_WORK TO COMPLETE_:
Here are some records. Copy each one exactly.

_DATA ENTRIES_:

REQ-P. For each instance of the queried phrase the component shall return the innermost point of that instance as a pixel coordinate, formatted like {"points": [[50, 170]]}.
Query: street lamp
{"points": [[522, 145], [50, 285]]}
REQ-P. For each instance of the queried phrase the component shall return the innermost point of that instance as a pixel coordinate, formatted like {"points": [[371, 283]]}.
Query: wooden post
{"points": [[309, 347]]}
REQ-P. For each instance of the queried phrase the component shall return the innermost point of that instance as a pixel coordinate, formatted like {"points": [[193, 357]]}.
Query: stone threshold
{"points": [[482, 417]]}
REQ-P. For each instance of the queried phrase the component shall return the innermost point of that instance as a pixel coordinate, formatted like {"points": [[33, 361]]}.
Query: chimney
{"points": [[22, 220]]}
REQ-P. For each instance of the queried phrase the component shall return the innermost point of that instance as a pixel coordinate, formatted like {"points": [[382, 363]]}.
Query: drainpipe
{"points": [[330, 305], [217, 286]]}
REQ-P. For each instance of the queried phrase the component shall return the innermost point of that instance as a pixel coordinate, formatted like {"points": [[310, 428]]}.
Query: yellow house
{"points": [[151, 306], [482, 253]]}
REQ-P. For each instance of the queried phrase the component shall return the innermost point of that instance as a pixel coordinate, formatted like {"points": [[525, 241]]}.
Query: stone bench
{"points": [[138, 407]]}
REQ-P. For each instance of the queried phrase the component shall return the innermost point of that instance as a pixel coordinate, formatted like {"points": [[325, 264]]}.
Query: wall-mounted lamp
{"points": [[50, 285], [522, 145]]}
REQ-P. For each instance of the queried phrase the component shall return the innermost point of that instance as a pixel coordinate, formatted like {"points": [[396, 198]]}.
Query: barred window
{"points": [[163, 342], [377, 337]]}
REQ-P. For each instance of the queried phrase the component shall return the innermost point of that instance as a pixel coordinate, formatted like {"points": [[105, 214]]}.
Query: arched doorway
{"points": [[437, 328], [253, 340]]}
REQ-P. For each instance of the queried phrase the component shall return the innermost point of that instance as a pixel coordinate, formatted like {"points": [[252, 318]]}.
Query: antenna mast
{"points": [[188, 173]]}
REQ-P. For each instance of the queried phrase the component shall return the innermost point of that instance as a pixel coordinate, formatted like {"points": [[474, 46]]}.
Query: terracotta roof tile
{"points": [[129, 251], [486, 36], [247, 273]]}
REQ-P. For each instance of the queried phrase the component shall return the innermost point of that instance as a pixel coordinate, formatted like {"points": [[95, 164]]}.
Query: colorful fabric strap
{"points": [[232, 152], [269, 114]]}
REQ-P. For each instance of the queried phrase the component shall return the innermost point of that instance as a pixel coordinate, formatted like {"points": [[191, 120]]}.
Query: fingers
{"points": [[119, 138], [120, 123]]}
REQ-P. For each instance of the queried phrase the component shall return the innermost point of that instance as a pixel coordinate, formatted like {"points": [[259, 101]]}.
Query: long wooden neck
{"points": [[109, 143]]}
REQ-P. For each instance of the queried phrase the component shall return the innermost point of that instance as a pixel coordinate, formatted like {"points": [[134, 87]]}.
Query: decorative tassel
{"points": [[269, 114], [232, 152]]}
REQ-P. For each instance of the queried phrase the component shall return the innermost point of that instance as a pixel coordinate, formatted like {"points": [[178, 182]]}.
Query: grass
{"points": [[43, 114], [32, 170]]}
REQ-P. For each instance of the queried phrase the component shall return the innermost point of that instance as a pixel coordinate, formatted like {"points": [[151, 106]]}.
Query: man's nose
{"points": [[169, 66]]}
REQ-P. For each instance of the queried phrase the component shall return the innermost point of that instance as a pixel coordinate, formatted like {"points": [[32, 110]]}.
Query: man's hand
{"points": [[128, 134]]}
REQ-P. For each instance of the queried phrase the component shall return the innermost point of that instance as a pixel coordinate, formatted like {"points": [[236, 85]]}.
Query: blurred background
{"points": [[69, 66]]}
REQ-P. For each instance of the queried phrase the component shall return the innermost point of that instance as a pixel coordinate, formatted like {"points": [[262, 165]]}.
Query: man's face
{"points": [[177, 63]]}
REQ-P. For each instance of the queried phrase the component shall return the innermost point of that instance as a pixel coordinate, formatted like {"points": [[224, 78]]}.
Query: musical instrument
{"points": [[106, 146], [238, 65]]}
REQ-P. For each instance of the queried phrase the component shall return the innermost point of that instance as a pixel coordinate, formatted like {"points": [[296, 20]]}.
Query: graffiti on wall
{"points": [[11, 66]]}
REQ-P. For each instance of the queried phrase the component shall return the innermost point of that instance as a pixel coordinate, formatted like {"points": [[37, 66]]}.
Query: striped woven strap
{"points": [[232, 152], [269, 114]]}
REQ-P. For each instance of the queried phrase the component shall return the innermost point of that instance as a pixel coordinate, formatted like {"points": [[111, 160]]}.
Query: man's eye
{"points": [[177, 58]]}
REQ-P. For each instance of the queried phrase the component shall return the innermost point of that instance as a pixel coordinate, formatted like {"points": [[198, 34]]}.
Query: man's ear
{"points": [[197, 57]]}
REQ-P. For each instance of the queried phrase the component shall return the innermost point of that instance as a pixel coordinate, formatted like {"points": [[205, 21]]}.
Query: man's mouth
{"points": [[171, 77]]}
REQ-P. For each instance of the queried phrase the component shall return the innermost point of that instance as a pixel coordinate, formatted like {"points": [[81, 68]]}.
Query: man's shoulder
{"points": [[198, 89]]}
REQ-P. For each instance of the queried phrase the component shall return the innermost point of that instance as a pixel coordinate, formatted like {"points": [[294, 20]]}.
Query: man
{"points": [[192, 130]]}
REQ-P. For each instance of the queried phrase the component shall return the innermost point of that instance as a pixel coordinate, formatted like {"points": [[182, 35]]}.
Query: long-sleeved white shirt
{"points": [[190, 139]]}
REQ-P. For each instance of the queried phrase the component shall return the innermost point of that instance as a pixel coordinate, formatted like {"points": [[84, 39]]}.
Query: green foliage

_RESPONSE TO THIS TASK_:
REQ-P. For each instance of the queried phrase the component shall return the innermost point of that instance as a pixel coordinate, formatted like {"points": [[50, 170]]}.
Query: street lamp
{"points": [[522, 145], [50, 285]]}
REQ-P. For each instance of the queried phrase the component shall return the innermost point of that instance as a pixel coordinate, formatted like {"points": [[371, 283]]}.
Query: wooden post
{"points": [[309, 347]]}
REQ-P. For each instance of the queried phrase the component shall return the innermost point of that instance as a pixel coordinate, formatted like {"points": [[193, 357]]}.
Query: stone threshold
{"points": [[482, 417]]}
REQ-P. For each instance of the queried phrase the component shall return the innermost point of that instance as a pixel coordinate, formatted like {"points": [[33, 361]]}.
Query: chimney
{"points": [[22, 220]]}
REQ-P. For each instance of the queried phrase the component shall return the innermost point of that instance as a pixel coordinate, formatted like {"points": [[382, 363]]}.
Query: drainpipe
{"points": [[330, 305], [217, 286]]}
REQ-P. For each instance of the queried phrase the component shall return the innermost point of that instance as a pixel coordinate, formatted like {"points": [[310, 428]]}.
Query: yellow house
{"points": [[151, 306], [482, 253]]}
REQ-P. For each instance of the queried phrase the component shall return the innermost point of that instance as a pixel coordinate, formatted like {"points": [[525, 241]]}.
Query: stone bench
{"points": [[138, 407]]}
REQ-P. For each instance of the queried phrase the component shall return the innermost point of that instance as a pixel coordinate, formatted like {"points": [[325, 264]]}.
Query: wall-mounted lamp
{"points": [[50, 285], [522, 145]]}
REQ-P. For each instance of the queried phrase the component shall return the innermost point of that instance as a pixel coordinate, formatted like {"points": [[396, 198]]}.
Query: barred window
{"points": [[163, 342], [377, 337]]}
REQ-P. For each instance of the queried phrase the component shall return the innermost point of that instance as a pixel coordinate, formatted like {"points": [[105, 214]]}.
Query: arched doorway
{"points": [[437, 328], [253, 340]]}
REQ-P. For each instance of the queried phrase the component shall return the innermost point of that instance as a pixel coordinate, formatted like {"points": [[252, 318]]}.
Query: antenna mast
{"points": [[188, 173]]}
REQ-P. For each instance of the queried phrase the component shall return the innermost point of that instance as a pixel coordinate, formatted like {"points": [[474, 46]]}.
Query: terracotta roof tile
{"points": [[129, 251], [486, 36], [247, 273]]}
REQ-P. For each instance of the queried phrase the component shall return the innermost point of that instance as a pixel coordinate, formatted like {"points": [[95, 164]]}.
Query: colorful fabric strap
{"points": [[232, 152], [269, 114]]}
REQ-P. For each instance of the queried phrase the component shall return the innermost point of that instance as a pixel coordinate, formatted like {"points": [[191, 120]]}.
Query: fingers
{"points": [[119, 138], [120, 123]]}
REQ-P. For each instance of the queried phrase the component shall return the innermost point of that instance as a pixel coordinate, formatted like {"points": [[259, 101]]}.
Query: long wooden neck
{"points": [[109, 143]]}
REQ-P. For each instance of the queried phrase the component shall return the innermost point of that instance as a pixel coordinate, formatted like {"points": [[134, 87]]}.
Query: decorative tassel
{"points": [[269, 114], [232, 152]]}
REQ-P. For each instance of the queried phrase the component shall return the innermost point of that instance as a pixel coordinate, formatted like {"points": [[178, 182]]}.
Query: grass
{"points": [[43, 114], [32, 170]]}
REQ-P. For each instance of the queried phrase the component shall return the innermost point of that instance as a pixel coordinate, formatted like {"points": [[151, 106]]}.
Query: man's nose
{"points": [[169, 66]]}
REQ-P. For each instance of the queried phrase the component shall return the innermost point of that instance as a pixel coordinate, formatted like {"points": [[32, 110]]}.
Query: man's hand
{"points": [[128, 134]]}
REQ-P. For each instance of the queried phrase the component shall return the innermost point of that instance as a pixel coordinate, formatted like {"points": [[236, 85]]}.
Query: blurred background
{"points": [[69, 66]]}
REQ-P. For each instance of the queried phrase the component shall return the innermost point of that instance as a pixel coordinate, formatted like {"points": [[262, 165]]}.
Query: man's face
{"points": [[177, 63]]}
REQ-P. For each instance of the queried phrase the component shall return the innermost point of that instance as a pixel coordinate, formatted like {"points": [[224, 78]]}.
Query: musical instrument
{"points": [[106, 146], [238, 65]]}
REQ-P. For each instance of the queried phrase the component shall return the innermost point of that instance as a pixel coordinate, formatted like {"points": [[296, 20]]}.
Query: graffiti on wall
{"points": [[11, 66]]}
REQ-P. For each instance of the queried phrase the component shall return the innermost point of that instance as a pixel coordinate, formatted like {"points": [[37, 66]]}.
Query: striped woven strap
{"points": [[232, 152], [269, 114]]}
REQ-P. For each instance of the queried phrase the component shall return the innermost point of that instance as a pixel coordinate, formatted like {"points": [[111, 160]]}.
Query: man's eye
{"points": [[177, 58]]}
REQ-P. For each instance of the queried phrase the component shall return the innermost point of that instance as a pixel coordinate, formatted like {"points": [[198, 34]]}.
Query: man's ear
{"points": [[197, 57]]}
REQ-P. For each instance of the queried phrase the component shall return the innermost point of that instance as a pixel coordinate, formatted like {"points": [[205, 21]]}.
Query: man's mouth
{"points": [[171, 77]]}
REQ-P. For each instance of the queried phrase the component shall return the innermost point of that instance as a pixel coordinate, formatted like {"points": [[81, 68]]}.
Query: man's shoulder
{"points": [[198, 89]]}
REQ-P. For each instance of the queried phrase the component shall return the innermost point of that instance as a pixel coordinate, formatted like {"points": [[294, 20]]}.
Query: man
{"points": [[192, 130]]}
REQ-P. For each instance of the queried phrase the component shall return the innermost point of that instance as a pixel coordinate, formatted like {"points": [[182, 35]]}.
Query: long-sleeved white shirt
{"points": [[190, 139]]}
REQ-P. For each instance of the queried phrase the component shall return the innermost point of that instance as a pixel coordinate, formatted like {"points": [[84, 39]]}.
Query: green foliage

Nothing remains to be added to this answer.